## PAGE EXCERPT

Stockpickers look to capture overseas growth by buying U.S. companies with big operations abroad. So far the strategy is paying off

By Ben Steverman

American investors eager to profit from faster economic growth outside the U.S. can head to stock markets in Asia, Brazil, or Russia. Another option, closer to home, is to buy shares of U.S. companies with large overseas operations—a strategy the evidence suggests is paying off for many.

For example, Barclays Wealth operates an “Asian Fusion” investing strategy that includes only shares of U.S. companies with more than half their revenues from Asia. Barclays Wealth tells Businessweek.com that, from the private client product’s debut on Aug. 7, 2009, to Nov. 8, 2010, Asian Fusion holdings have risen 59 percent, 40 percentage points better than the MSCI World index of developed stocks.

Foreign trends have had a big impact on U.S. company results recently, says Michael Sheldon, chief market strategist at RDM Financial Group in Westport, Conn. The strength of overseas sales, particularly those in emerging markets, is “one of the overriding themes from the third-quarter earnings season,” Sheldon says. “You see that in company after company and sector after sector.”

## ENTRIES

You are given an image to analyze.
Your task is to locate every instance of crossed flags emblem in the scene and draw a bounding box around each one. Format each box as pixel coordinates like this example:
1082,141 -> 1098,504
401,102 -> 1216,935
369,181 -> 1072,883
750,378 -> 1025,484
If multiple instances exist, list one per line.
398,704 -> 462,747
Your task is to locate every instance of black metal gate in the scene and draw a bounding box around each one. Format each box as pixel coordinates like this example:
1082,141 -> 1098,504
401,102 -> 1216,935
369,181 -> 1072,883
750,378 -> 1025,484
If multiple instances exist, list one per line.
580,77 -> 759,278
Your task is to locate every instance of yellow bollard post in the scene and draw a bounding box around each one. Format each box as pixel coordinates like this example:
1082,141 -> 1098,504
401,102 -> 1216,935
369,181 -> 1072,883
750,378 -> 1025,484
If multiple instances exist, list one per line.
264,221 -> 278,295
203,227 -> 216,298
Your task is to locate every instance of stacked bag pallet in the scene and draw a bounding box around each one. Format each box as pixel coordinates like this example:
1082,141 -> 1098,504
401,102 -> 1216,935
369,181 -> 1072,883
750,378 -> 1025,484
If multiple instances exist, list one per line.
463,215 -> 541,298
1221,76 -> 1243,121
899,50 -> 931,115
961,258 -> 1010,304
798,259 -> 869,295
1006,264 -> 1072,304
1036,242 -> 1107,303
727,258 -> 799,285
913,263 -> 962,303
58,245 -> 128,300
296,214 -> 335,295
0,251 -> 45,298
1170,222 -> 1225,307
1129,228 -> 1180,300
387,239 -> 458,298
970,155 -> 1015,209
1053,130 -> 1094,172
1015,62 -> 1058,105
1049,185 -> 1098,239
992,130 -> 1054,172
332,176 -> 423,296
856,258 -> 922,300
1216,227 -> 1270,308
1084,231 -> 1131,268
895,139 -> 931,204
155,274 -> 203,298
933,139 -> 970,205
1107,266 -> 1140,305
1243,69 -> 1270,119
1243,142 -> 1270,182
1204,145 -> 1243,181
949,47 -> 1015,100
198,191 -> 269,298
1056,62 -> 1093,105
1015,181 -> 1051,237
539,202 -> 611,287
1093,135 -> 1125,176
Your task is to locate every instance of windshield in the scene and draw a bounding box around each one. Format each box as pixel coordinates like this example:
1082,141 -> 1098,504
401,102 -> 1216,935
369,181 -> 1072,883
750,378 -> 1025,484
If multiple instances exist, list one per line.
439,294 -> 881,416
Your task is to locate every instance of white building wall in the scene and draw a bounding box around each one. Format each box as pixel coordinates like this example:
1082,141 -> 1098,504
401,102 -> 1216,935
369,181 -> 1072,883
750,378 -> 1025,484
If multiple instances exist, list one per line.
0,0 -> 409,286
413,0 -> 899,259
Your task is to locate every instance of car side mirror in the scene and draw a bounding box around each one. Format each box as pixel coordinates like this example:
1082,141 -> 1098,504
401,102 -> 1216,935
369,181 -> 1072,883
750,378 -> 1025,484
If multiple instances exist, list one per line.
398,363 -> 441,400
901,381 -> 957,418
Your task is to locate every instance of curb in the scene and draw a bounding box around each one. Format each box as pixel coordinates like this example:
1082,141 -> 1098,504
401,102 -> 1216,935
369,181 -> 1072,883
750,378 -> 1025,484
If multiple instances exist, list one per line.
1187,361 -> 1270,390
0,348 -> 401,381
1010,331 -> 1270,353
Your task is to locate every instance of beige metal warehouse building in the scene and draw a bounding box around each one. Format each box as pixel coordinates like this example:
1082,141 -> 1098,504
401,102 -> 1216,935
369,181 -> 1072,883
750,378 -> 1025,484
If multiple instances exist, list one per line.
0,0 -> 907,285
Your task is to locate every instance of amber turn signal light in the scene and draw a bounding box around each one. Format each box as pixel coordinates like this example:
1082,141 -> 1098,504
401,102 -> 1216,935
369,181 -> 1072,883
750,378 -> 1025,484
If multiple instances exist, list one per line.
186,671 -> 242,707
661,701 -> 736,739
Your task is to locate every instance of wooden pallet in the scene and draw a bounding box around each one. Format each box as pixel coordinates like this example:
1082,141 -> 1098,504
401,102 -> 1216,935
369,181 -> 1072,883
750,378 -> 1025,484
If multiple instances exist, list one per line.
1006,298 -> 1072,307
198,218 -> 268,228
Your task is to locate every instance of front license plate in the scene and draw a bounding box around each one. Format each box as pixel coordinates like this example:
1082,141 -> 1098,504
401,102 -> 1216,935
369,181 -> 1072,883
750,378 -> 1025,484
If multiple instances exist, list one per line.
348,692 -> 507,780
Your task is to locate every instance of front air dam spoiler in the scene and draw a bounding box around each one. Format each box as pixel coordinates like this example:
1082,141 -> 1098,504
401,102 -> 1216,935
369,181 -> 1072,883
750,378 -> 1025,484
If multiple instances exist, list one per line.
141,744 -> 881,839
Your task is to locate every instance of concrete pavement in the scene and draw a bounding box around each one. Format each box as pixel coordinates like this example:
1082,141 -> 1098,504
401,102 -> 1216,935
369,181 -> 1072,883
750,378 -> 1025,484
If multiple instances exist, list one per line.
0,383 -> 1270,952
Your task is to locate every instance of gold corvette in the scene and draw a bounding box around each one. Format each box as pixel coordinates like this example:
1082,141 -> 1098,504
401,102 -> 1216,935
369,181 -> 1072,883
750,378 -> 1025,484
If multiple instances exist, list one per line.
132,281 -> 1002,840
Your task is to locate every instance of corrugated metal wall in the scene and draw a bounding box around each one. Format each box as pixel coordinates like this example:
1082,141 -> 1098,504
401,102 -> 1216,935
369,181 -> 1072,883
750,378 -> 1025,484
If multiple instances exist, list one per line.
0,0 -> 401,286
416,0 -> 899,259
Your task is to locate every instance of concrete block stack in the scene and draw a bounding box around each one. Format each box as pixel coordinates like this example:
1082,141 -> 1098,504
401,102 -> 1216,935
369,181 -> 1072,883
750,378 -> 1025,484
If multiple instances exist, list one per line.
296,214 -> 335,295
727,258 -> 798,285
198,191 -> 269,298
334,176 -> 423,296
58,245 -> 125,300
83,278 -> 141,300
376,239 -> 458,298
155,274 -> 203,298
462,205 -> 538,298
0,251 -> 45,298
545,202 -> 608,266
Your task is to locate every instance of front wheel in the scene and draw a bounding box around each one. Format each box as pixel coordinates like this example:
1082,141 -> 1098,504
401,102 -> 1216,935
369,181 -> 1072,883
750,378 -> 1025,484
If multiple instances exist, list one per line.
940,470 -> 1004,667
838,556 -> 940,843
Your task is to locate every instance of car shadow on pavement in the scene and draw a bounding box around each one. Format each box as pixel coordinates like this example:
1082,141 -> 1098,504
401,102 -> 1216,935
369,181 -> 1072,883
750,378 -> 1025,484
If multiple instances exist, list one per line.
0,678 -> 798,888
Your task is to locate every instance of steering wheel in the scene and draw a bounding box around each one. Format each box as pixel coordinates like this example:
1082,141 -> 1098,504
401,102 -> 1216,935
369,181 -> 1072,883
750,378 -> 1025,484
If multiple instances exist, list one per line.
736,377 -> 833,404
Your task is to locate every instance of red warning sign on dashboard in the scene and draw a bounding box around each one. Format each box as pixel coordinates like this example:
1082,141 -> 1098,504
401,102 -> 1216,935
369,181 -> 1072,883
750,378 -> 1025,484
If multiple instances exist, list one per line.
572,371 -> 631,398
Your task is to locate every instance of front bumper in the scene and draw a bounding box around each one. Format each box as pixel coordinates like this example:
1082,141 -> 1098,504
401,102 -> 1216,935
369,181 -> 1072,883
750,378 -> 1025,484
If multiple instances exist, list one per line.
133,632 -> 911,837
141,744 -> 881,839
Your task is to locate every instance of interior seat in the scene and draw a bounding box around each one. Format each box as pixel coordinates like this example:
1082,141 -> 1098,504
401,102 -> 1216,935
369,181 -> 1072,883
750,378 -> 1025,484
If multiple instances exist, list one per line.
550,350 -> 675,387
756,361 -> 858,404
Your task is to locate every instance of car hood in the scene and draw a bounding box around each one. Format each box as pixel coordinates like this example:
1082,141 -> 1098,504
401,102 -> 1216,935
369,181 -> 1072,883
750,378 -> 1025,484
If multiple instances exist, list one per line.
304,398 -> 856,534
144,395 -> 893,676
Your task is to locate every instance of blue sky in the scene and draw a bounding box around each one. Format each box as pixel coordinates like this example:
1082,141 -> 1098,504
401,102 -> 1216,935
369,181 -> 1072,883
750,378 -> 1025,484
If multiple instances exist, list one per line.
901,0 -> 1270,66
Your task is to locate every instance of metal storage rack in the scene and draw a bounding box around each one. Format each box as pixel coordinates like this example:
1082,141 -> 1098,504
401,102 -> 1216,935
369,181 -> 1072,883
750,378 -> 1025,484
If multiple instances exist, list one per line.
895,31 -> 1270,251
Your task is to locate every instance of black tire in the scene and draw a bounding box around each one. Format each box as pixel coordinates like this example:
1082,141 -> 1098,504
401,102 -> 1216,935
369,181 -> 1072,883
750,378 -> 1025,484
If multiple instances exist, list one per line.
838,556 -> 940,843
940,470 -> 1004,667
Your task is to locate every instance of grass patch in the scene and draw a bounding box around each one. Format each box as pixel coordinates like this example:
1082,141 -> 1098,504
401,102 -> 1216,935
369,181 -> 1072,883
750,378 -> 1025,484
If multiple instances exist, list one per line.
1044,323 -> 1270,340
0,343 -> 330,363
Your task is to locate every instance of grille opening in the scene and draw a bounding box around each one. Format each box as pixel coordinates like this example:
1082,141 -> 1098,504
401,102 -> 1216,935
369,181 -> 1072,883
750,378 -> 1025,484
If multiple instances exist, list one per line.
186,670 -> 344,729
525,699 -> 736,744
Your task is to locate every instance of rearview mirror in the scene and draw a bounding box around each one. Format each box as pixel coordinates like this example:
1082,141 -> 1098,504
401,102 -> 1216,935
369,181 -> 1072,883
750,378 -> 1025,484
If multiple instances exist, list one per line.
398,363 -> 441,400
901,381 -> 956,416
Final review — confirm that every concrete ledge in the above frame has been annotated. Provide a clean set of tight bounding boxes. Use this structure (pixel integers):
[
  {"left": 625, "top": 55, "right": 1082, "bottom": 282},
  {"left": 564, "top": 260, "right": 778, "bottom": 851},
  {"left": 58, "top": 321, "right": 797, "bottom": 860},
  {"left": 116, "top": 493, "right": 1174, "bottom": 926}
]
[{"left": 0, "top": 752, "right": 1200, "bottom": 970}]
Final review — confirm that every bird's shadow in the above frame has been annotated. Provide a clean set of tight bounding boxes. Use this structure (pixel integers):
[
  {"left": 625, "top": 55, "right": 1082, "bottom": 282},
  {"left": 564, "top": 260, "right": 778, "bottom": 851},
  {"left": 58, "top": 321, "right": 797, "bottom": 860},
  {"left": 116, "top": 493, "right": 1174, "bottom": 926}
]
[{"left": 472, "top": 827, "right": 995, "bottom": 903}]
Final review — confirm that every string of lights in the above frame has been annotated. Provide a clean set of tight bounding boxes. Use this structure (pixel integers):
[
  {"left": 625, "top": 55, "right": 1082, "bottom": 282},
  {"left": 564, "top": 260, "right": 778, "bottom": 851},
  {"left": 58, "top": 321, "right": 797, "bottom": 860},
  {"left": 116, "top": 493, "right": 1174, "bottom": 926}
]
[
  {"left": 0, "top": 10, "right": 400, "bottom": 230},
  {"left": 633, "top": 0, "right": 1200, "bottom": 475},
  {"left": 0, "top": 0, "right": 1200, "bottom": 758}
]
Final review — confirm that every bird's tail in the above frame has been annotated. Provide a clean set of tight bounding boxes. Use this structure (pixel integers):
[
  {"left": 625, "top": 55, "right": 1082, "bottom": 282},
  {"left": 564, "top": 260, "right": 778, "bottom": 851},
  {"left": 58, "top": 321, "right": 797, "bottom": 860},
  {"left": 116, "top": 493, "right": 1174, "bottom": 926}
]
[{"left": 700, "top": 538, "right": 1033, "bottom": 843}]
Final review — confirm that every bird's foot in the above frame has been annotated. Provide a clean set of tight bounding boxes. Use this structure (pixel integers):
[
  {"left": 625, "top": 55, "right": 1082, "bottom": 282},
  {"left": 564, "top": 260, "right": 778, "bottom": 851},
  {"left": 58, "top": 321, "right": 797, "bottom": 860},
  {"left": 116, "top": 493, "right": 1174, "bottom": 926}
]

## WORK TO DO
a. In the entries, switch "bounding box" to "rectangle" in the part that opens with the line containing "Your task is to locate every instance of car hood" and closes with the line containing "144,395 -> 893,676". Return only those lines, leaving everything else as it is.
b. Continue the article about buying U.S. companies with big overseas operations from where it stops.

## ANSWERS TO THE PROBLEMS
a.
Your task is to locate every instance of car hood in the scene and draw a rectangle around each one. Format each box as pixel coordinates like this example:
1082,141 -> 1098,504
401,102 -> 1216,935
369,181 -> 1072,883
750,378 -> 1025,484
If multiple instances exist, list one per line.
304,398 -> 856,534
144,395 -> 893,676

b.
Upbeat Buying Trend

Freeport-McMoRan Copper & Gold (FCX), the world’s largest copper producer, saw revenue jump 24 percent from a year earlier in the third quarter ended September. The U.S. makes up just 9 percent of copper consumption, while China uses 40 percent, according to the International Copper Study Group. Emerging markets keep buying more, says Morningstar (MORN) analyst Daniel Rohr. Therefore “an investment in Freeport is really a bet on overseas [economic] growth,” he says.

Freeport shares are up 76 percent since major U.S. indexes’ lowest point of the year on July 2. The Standard & Poor’s 500-stock index is up 19 percent in that period.

Wynn Resorts (WYNN), the Las Vegas-based casino company, entered the Chinese market in 2006 with a casino on the island of Macau. Chinese operations now make up two-thirds of the company’s revenue. On Nov. 2, Wynn said last quarter’s revenue in China had jumped 50 percent from a year earlier, while Wynn Las Vegas saw revenue rise 3.1 percent.

“It’s really a concentrated play on China,” says S&P equity analyst Esther Kwon. “The growth opportunities in this industry are really in new markets,” while Las Vegas is plagued by too many casinos and hotel rooms, and not enough demand. Wynn shares have gained 54 percent since July 2.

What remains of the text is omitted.